%%

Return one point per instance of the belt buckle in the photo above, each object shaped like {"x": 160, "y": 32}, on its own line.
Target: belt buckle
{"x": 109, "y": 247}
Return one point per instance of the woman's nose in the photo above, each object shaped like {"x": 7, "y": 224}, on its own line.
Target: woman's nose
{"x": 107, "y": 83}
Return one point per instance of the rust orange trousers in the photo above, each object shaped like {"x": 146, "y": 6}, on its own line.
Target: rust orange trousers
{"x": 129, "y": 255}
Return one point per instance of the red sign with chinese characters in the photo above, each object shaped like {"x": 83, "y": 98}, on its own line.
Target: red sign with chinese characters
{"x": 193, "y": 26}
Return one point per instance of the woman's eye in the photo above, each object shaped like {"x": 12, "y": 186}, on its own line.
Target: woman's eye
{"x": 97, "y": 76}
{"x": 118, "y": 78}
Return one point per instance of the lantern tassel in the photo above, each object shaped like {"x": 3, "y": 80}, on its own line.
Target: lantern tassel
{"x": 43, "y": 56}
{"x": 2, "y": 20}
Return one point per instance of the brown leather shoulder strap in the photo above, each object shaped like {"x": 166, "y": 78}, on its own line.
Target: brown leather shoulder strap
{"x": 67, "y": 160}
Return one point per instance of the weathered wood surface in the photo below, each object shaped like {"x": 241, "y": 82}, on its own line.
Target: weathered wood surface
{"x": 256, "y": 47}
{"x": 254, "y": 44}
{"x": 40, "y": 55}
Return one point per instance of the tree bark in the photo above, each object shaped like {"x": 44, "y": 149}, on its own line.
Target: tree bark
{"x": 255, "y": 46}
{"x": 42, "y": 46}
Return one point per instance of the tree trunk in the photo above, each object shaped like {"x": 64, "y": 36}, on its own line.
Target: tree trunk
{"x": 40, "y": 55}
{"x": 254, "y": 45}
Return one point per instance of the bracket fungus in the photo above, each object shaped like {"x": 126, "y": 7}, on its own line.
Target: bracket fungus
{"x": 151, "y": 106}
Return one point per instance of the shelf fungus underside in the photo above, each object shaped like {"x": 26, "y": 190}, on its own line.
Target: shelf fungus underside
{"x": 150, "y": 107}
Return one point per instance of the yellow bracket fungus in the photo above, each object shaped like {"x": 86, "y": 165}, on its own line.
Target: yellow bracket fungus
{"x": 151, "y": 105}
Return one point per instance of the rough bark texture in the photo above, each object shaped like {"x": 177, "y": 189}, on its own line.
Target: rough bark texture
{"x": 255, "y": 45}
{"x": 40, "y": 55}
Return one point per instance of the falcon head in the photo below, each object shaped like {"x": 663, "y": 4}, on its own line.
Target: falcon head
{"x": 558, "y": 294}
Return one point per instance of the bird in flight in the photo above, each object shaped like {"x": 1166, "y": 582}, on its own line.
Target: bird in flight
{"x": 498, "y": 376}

%%
%%

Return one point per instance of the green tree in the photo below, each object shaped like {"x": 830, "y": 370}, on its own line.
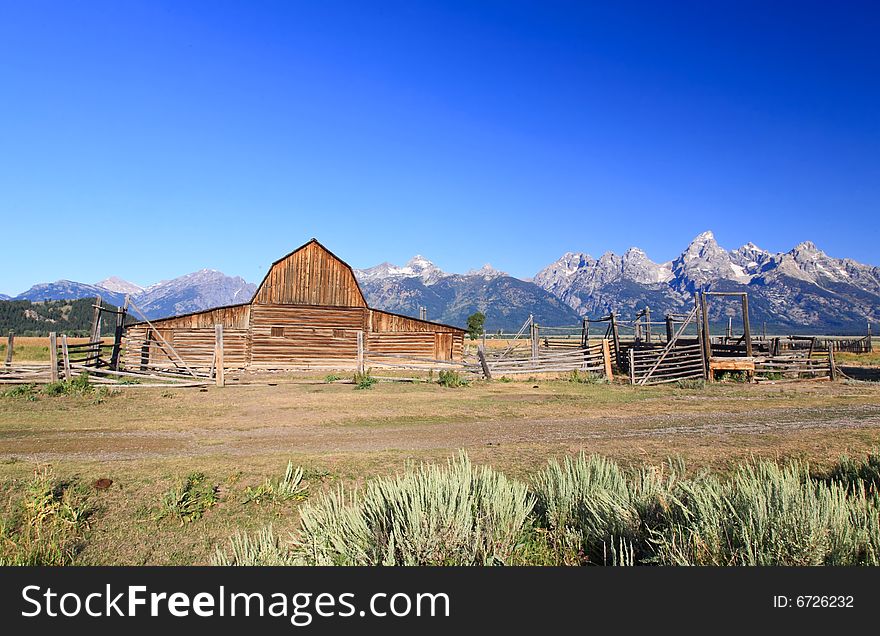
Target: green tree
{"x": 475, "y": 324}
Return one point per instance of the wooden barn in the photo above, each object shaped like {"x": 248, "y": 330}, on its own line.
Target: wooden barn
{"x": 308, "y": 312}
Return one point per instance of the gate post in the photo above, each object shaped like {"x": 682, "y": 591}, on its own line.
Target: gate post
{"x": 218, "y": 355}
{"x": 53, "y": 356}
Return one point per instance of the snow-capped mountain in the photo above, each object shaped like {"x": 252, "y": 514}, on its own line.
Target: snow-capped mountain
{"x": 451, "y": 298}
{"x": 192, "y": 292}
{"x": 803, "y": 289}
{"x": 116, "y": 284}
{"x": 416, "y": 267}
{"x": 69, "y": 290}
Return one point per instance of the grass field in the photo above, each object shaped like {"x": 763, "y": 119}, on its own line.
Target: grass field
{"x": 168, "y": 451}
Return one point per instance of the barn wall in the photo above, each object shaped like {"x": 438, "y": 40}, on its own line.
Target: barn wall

%%
%%

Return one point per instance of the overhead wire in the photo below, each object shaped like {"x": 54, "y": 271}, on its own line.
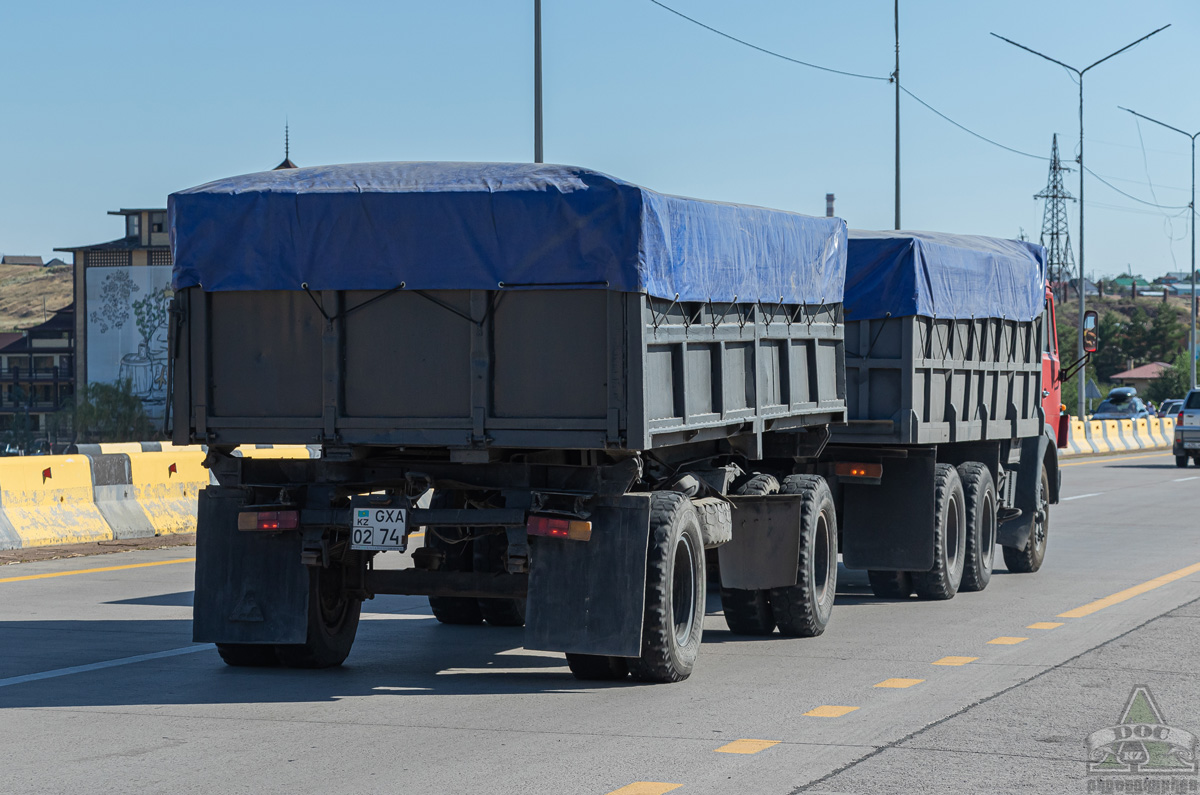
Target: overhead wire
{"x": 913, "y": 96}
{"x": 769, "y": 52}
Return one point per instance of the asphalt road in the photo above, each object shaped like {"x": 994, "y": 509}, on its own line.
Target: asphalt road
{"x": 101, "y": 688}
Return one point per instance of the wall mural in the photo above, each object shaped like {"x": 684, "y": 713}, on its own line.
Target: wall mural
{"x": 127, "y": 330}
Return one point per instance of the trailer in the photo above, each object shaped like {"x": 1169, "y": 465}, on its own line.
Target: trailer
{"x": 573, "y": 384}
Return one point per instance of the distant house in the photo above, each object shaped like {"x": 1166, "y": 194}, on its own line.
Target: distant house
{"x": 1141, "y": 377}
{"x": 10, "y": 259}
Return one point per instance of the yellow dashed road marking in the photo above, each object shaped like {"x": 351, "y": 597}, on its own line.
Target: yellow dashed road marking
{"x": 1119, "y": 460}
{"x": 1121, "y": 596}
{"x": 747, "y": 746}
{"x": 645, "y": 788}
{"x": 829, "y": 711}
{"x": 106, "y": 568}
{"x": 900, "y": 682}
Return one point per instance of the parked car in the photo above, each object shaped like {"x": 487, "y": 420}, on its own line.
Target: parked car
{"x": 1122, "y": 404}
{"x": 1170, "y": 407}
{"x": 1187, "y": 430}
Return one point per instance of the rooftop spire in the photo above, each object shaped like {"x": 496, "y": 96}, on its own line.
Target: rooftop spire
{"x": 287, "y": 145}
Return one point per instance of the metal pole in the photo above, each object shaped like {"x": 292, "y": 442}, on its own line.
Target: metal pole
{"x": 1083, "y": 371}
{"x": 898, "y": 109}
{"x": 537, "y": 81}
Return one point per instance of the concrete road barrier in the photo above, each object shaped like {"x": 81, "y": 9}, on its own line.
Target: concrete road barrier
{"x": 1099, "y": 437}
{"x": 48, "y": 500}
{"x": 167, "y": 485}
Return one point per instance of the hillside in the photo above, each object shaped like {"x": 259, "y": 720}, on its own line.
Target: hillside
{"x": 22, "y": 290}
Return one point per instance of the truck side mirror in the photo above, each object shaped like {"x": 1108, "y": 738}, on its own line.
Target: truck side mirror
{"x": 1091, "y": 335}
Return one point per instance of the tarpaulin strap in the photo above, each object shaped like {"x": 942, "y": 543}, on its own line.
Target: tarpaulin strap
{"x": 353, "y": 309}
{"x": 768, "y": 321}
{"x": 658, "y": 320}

%%

■ **STATED TASK**: Rewrite the items in the part that opens with the line containing "Return one point per instance of the green" and closes with the line containing "Target: barn wall", changing every "photo" to "image" and keeping everything else the same. Give only those lines, and leave out the pictures.

■ **RESULT BELOW**:
Return one point per instance of the green tree in the image below, each object shaped like {"x": 830, "y": 370}, on its own line.
Target: green tree
{"x": 475, "y": 324}
Return one point per instance of the wooden barn in the image above, each object shaped like {"x": 248, "y": 330}, on its own line.
Target: wooden barn
{"x": 308, "y": 312}
Return one point per instance of the gate post in the image above, each object shaped like {"x": 682, "y": 591}, on its own line.
Target: gate post
{"x": 218, "y": 355}
{"x": 53, "y": 356}
Return one point per instance of the snow-capped mountain in the image above, each object shaped like {"x": 252, "y": 514}, on its own line.
Target: snow-capped mountain
{"x": 451, "y": 298}
{"x": 192, "y": 292}
{"x": 803, "y": 289}
{"x": 116, "y": 284}
{"x": 416, "y": 267}
{"x": 69, "y": 290}
Return one point per instance of the grass field in the image above, each object shaped like {"x": 763, "y": 119}, on its own line.
Target: grass field
{"x": 168, "y": 451}
Return one point per instance of the barn wall in the image above, each object shaped like {"x": 438, "y": 40}, on its own line.
Target: barn wall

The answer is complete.